The big selling point of Ocean’s 8, a riff on the Ocean’s Eleven guys-pulling-off-heists series, is its all-women cast. In the trailer, Cate Blanchett and Sandra Bullock cook up a jewel heist while striding along a New York City sidewalk, looking as if they own not just the sidewalk but the whole city. Their pockets may be empty, for now, but they’ve got the million-dollar look. Bullock wears a drapey trench coat that’s the color of money, Blanchett a tailored cheetah-print wrapper, whose every blurry black dot whispers class. But what’s most striking about this movie isn’t that it stars a bunch of women–among them Sarah Paulson, Mindy Kaling and Rihanna–in the types of cool-crook roles that would normally go to men. It’s how unapologetically glamorous the whole thing looks. And though we may cling to the illusion that today’s movies are filled with glamour, we’re actually slogging through a serious cashmere shortage, moviewise. Why can’t we have more champagne and châteaus in our movies? Will Ocean’s 8 be the movie that revives the glam caper?

Entries supplied:
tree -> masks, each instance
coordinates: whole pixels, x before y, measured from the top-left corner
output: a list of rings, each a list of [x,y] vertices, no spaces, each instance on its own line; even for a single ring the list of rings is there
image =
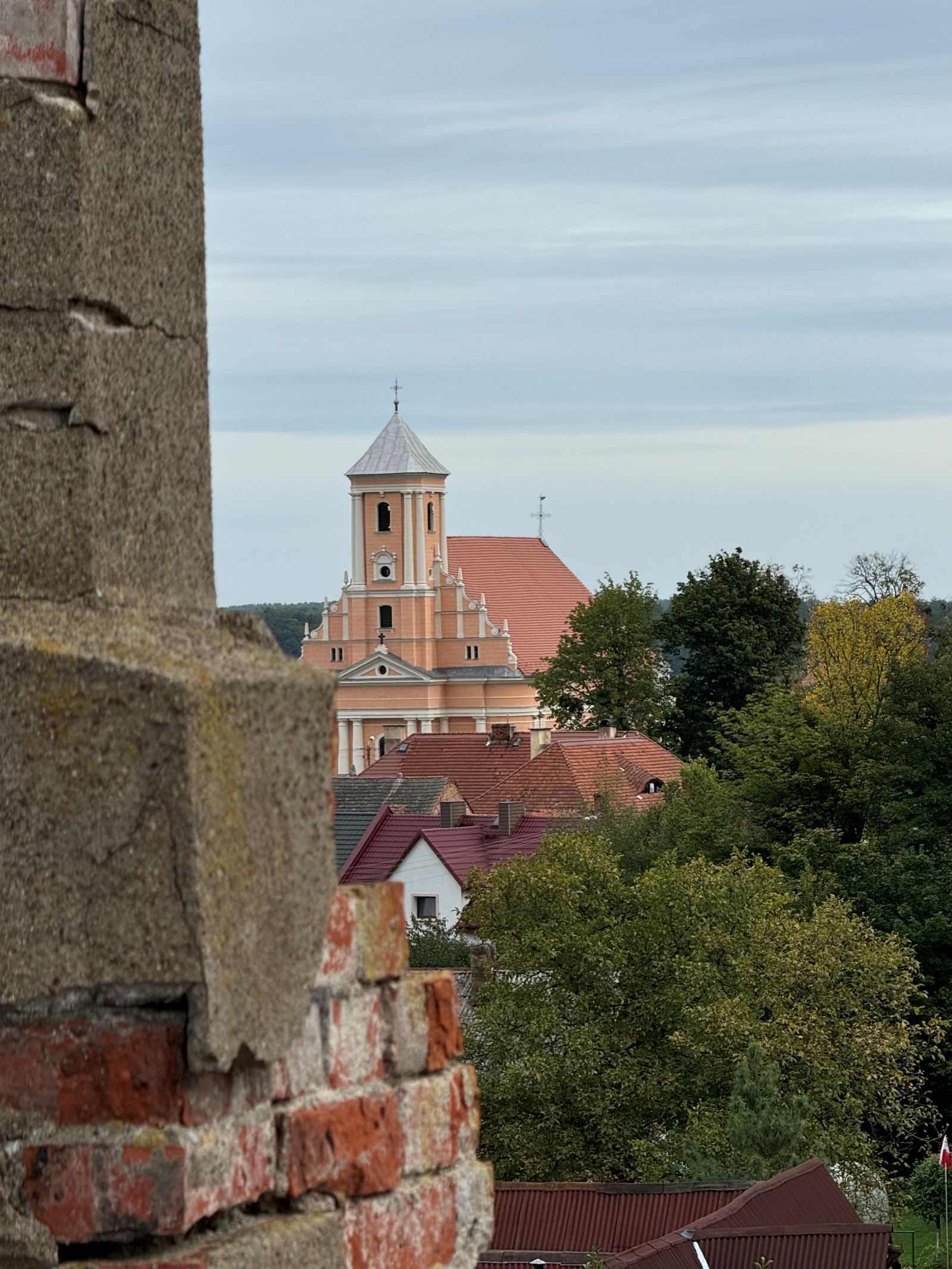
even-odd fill
[[[797,657],[797,588],[773,565],[746,560],[740,547],[722,551],[678,582],[659,637],[665,652],[684,657],[673,680],[671,741],[685,758],[710,758],[721,712],[739,709]]]
[[[864,604],[876,604],[890,595],[918,596],[922,590],[923,580],[913,567],[913,561],[905,552],[899,555],[896,551],[871,551],[853,556],[840,584],[840,593],[845,599],[858,599]]]
[[[760,1181],[802,1162],[810,1107],[806,1098],[784,1096],[779,1077],[779,1066],[764,1060],[763,1046],[748,1044],[727,1103],[727,1148],[720,1159],[704,1159],[688,1141],[684,1160],[692,1179]]]
[[[908,945],[762,860],[665,857],[627,883],[607,845],[547,839],[468,882],[495,945],[467,1052],[501,1179],[674,1179],[688,1140],[726,1166],[751,1042],[800,1103],[803,1154],[882,1162],[920,1121]],[[809,1104],[809,1112],[806,1109]]]
[[[660,732],[664,684],[651,651],[658,596],[631,572],[605,575],[589,603],[569,617],[569,629],[547,667],[534,676],[539,704],[560,727],[613,722],[649,736]]]
[[[440,917],[414,916],[406,930],[414,970],[452,970],[470,964],[470,943]]]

Task list:
A - In the Ocean's 8 commentary, why are Bullock and Blanchett said to have "the million-dollar look" even though their pockets may be empty? Explain in one to three sentences.
B - Write the next part of the Ocean's 8 commentary, picking up right after its closing question.

Replies:
A - Their clothes give them that look. Bullock wears a drapey trench coat the color of money, and Blanchett wears a tailored cheetah-print wrapper whose every blurry black dot whispers class.

B -
Fantasy is a multibillion-dollar business in Hollywood, but much of that money is poured into–and, eventually, flows out of–movies based on comic books. Meanwhile, fantasies of luxury, escape and intrigue, with stories for grownups that feature attractive individuals getting away with preposterous crimes, have become as rare as a flawless emerald.
There’s no good reason for these pictures to be so scarce. Great directors have contributed to the genre. In Alfred Hitchcock’s 1955 dazzler To Catch a Thief, Cary Grant and Grace Kelly swerve and glide through the French Riviera in search of a jewel-snatching cat burglar. A later but no less stylish specimen is Norman Jewison’s The Thomas Crown Affair, with Steve McQueen as a wily, thieving millionaire and Faye Dunaway as an even sharper insurance investigator. The picture’s ’60s-luxe vibe–including a teasingly erotic chess game between the two stars–makes it pure pleasure to watch, though John McTiernan’s 1999 remake, with Pierce Brosnan and Rene Russo, is even better. In the updated version, the always-dashing Brosnan steals not money but a priceless Monet. Jewels and art always make for better visual movie totems than mere cash.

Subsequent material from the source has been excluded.